◆ **REQUIREMENT**: Exactly as given, reproduce the records in full.

+++

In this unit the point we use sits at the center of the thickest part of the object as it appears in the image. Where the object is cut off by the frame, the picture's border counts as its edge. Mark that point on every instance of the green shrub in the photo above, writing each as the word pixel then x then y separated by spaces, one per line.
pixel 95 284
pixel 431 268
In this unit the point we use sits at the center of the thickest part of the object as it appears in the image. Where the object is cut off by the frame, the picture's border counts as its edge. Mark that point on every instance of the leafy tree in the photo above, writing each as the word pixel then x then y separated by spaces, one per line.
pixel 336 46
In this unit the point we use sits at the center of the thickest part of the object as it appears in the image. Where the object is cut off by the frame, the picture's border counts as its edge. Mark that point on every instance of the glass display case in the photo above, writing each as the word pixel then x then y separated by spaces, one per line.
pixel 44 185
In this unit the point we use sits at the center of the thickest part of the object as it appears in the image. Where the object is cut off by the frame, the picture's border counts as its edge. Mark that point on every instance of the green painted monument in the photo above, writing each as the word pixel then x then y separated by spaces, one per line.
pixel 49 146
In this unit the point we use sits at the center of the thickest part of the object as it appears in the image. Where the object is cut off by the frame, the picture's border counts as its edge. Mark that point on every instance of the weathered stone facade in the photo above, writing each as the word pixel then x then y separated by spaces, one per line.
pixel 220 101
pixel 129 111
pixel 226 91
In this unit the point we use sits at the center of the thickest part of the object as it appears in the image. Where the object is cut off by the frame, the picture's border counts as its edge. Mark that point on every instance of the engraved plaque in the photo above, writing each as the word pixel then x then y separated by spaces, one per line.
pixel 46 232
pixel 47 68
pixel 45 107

+++

◆ **SOLUTION TO THIS TASK**:
In this unit the point we use sits at the center of the thickest part of the object as it appears in the image. Where the object is cut off by the frame, the picture's border counts as its edge. Mark that point on every instance of the green shrub in the photo above, writing each as the word pixel then x then y separated by spaces, one per line.
pixel 95 284
pixel 431 268
In this unit the point we use sits at the center of the thickest part of the object as it appears in the image. Where the object is cut off by the frame, the picture's border counts as its edge. Mark that point on every instance of the leafy tree in the photo above, writing each as the word pixel then x then y separated by spaces, one per line.
pixel 336 46
In this unit the point we use sits at the center of the thickest part of the object as it appears in the image. Where the object is cut off by the frame, the picture's border counts as its edge. Mark that point on every instance of the glass display case in the photo above, writing each as the word pixel then x then y separated by spaces, one per line.
pixel 44 185
In this unit the point we use sits at the center of the thickest part of the object as it appears in the image. Where the object is cut off by the frame, the picture's border counts as its edge. Mark that point on every instance of the green painted monument in the photo above, writing each as the word pixel then x then y separated by spaces, one per line.
pixel 49 146
In this unit the point we use sits at the center of the thickest part of the object as it appears in the image. Where the object is cut off by the frame, the picture's border counts as its edge. Mark that point on every instance of the weathered stone facade in the photo above, writing each as the word pixel then x then y separated by spaces, one per line.
pixel 220 101
pixel 129 111
pixel 226 91
In this unit the point we use sits at the center of the thickest part of the object as it appears in the image. Where the object is cut off by the frame, the picture's border counts as its edge. Mark that point on every instance of the engraved plaque in the photo above, writing each as the word pixel then x then y separated by spaces, one per line.
pixel 46 232
pixel 47 68
pixel 45 107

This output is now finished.